OPDRACHT A:
Werk de lijst hieronder bij: geef de regels opnieuw, beginnend bij de regel met "compact shape [30,136]." en doorlopend tot en met het einde van de lijst. Vervang daarin "shop window" door "storefront" en laat de rest ongewijzigd.

════

Uitspraken

Een deel van alle rechterlijke uitspraken wordt gepubliceerd op rechtspraak.nl. Dit gebeurt gepseudonimiseerd.

Deze uitspraak is gepseudonimiseerd volgens de pseudonimiseringsrichtlijn

ECLI:NL:RBDHA:2024:16664

Rechtbank Den Haag
14-10-2024
14-10-2024
C/09/24/94 R
Insolventierecht
Bodemzaak,Eerste aanleg - enkelvoudig

Toelating tot de Wsnp. Afwijzing verzoek eerdere ingangsdatum. De rechtbank kan niet vaststellen dat de inkomsten boven het vrij te laten bedrag zijn afgedragen (afdrachtverplichting), omdat berekeningen van het Vtlb dan wel de stukken en gegevens die ten grondslag liggen aan die berekeningen ontbreken.

Rechtspraak.nl
Sdu Nieuws Insolventierecht 2024/212

Uitspraak

vonnis

RECHTBANK DEN HAAG

Team Insolventies

insolventienummer: C/09/24/94 R

vonnis van 14 oktober 2024

op het verzoek van:

[verzoeker] ,

wonende te [adres] ,

[postcode] [woonplaats] .

Waar deze zaak over gaat

De heer [verzoeker] bevindt zich in een problematische schuldensituatie. Om tot een oplossing voor zijn schulden te komen heeft de heer [verzoeker] een verzoek gedaan te worden toegelaten tot de wettelijke schuldsaneringsregeling (WSNP). Dit verzoek wordt toegewezen. De rechtbank legt hierna uit waarom zij zo beslist.

1 De procedure

1.1.

De heer [verzoeker] heeft een verzoek ingediend om te worden toegelaten tot de WSNP.

1.2.

De hierna genoemde schuldhulpverlener heeft de rechtbank op 24 en 27 september 2024 aanvullende stukken gezonden.

════

OPDRACHT B:
Op welke data stuurde de schuldhulpverlener volgens de uitspraak extra stukken naar de rechtbank?

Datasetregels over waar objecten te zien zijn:
════

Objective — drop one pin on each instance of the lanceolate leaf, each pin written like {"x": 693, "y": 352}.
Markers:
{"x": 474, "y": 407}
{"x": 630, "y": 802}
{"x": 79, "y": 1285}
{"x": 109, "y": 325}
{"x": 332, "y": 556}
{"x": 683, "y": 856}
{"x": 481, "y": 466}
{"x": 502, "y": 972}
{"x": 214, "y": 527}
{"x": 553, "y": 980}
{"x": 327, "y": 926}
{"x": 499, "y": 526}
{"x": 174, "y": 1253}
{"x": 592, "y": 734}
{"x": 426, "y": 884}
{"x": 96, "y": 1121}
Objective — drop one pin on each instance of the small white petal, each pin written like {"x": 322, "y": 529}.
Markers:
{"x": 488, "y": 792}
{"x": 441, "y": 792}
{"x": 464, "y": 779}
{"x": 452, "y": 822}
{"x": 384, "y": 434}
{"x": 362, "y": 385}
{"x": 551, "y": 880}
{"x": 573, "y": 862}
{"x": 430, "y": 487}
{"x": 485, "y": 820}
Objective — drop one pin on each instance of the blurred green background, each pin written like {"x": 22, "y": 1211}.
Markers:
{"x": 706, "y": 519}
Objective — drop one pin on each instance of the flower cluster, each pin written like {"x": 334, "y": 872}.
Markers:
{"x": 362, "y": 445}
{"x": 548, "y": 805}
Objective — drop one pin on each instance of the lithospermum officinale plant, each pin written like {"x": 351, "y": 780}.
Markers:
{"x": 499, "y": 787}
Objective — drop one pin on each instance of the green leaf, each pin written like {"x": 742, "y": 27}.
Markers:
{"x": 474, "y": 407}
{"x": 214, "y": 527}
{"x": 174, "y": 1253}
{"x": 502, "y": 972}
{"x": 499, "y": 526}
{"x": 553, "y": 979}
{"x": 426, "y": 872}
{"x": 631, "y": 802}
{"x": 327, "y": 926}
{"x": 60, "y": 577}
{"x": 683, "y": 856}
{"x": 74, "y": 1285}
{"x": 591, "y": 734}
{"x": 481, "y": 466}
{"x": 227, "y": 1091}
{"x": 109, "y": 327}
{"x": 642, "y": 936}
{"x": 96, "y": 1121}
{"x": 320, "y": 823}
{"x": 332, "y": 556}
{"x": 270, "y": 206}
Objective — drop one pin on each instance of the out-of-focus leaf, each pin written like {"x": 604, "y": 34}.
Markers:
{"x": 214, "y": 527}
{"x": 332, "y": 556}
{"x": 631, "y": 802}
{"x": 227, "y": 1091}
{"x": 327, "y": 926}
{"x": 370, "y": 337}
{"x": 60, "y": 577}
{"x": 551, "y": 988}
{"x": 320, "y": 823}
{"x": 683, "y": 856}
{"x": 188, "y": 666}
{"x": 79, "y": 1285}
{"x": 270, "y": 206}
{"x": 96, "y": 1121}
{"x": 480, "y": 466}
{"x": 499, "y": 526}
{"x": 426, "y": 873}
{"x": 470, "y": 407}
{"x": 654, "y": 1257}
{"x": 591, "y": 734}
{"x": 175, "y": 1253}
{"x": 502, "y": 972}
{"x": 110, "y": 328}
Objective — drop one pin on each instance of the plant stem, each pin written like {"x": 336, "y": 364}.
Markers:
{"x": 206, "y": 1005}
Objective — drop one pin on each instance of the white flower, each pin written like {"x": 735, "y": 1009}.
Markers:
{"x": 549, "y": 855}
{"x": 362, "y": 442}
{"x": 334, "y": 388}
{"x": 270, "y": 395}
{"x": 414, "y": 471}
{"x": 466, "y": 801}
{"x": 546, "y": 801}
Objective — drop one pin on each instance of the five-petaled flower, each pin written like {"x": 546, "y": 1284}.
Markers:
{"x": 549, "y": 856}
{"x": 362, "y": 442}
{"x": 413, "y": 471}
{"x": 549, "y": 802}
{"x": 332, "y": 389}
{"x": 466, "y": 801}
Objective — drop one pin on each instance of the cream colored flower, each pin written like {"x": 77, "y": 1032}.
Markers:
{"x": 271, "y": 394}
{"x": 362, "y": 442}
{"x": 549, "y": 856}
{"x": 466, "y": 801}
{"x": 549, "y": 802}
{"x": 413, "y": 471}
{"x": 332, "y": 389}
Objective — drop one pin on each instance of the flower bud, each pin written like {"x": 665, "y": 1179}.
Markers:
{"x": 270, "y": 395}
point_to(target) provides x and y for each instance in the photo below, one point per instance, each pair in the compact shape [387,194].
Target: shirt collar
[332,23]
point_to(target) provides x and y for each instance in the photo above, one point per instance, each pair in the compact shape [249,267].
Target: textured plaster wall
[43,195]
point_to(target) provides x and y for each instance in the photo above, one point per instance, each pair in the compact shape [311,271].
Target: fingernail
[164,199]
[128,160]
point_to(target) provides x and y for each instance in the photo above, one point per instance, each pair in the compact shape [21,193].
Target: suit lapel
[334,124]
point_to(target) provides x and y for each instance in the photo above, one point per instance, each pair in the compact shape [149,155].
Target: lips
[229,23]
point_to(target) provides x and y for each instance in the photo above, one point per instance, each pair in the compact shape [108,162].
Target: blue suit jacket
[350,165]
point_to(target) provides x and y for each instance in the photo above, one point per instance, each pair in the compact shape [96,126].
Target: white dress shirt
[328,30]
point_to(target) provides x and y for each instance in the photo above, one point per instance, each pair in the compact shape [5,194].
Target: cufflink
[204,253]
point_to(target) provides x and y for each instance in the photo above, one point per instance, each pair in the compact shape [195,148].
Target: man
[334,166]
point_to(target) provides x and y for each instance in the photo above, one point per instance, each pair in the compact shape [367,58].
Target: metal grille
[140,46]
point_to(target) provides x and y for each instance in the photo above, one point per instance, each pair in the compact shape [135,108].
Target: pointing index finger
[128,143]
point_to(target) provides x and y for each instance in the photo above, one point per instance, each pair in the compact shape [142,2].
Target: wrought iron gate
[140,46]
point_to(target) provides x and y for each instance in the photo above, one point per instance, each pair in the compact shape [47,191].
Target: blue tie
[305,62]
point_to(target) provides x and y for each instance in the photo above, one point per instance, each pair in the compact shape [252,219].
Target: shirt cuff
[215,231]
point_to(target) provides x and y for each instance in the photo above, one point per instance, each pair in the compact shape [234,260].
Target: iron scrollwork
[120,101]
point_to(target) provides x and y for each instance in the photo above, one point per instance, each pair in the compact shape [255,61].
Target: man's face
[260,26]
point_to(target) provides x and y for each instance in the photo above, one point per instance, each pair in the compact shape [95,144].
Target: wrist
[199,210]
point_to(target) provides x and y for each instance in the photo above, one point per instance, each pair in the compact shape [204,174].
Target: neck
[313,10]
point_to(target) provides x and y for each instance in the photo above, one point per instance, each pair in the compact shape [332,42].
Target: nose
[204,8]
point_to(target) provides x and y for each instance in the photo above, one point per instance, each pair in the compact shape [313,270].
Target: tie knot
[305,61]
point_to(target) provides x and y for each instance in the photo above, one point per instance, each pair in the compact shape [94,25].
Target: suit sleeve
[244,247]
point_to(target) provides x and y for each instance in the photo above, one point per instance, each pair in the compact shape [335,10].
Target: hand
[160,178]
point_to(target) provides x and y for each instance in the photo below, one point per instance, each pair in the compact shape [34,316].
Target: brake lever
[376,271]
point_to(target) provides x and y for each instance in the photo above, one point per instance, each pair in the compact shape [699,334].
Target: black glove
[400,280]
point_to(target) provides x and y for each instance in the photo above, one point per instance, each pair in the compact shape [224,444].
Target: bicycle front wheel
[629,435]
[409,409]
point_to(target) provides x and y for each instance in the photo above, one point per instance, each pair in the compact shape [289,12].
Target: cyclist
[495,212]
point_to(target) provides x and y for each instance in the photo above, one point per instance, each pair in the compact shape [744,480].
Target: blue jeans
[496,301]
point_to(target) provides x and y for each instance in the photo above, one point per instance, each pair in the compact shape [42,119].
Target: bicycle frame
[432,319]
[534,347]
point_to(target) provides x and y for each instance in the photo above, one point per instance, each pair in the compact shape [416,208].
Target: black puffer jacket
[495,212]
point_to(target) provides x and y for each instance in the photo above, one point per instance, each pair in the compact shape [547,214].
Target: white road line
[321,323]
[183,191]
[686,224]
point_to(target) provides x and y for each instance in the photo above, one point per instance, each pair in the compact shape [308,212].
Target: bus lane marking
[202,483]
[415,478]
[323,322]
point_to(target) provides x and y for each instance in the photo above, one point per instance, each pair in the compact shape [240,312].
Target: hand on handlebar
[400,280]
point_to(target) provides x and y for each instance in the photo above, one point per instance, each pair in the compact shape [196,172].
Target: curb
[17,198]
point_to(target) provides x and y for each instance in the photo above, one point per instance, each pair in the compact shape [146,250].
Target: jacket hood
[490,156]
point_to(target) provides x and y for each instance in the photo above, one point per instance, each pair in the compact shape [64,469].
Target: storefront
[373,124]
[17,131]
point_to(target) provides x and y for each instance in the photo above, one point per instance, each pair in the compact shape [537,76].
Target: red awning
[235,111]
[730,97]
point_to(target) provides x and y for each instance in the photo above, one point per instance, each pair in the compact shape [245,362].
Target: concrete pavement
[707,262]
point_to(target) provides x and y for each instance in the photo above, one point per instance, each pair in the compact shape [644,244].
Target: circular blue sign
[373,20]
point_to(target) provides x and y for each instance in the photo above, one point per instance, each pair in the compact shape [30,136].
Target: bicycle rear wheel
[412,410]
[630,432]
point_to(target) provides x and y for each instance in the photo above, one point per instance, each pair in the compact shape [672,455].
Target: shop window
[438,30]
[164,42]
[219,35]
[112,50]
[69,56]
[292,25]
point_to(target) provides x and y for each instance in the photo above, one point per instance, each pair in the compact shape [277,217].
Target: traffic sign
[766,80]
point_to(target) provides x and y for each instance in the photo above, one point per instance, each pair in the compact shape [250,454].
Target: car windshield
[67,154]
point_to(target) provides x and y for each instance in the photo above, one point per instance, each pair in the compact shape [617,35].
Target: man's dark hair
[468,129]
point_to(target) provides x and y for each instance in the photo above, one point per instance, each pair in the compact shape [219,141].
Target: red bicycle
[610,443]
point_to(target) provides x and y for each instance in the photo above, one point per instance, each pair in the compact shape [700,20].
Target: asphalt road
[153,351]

════

EINDRESULTAAT A:
point_to(target) provides x and y for each instance in the photo above, one point per instance, each pair in the compact shape [30,136].
Target: bicycle rear wheel
[412,410]
[630,432]
point_to(target) provides x and y for each instance in the photo above, one point per instance, each pair in the compact shape [672,455].
Target: storefront
[438,30]
[164,42]
[219,35]
[112,50]
[69,56]
[292,25]
point_to(target) provides x and y for each instance in the photo above, one point per instance, each pair in the compact shape [277,217].
Target: traffic sign
[766,80]
point_to(target) provides x and y for each instance in the photo above, one point per instance, each pair in the compact shape [250,454].
Target: car windshield
[67,154]
point_to(target) provides x and y for each instance in the photo above, one point per instance, each pair in the compact shape [617,35].
Target: man's dark hair
[468,129]
point_to(target) provides x and y for each instance in the photo above, one point per instance, each pair in the compact shape [219,141].
Target: red bicycle
[610,443]
point_to(target) provides x and y for each instance in the photo above, one point per instance, each pair in the compact shape [700,20].
Target: asphalt road
[153,351]

EINDRESULTAAT B:
Op 24 en 27 september 2024.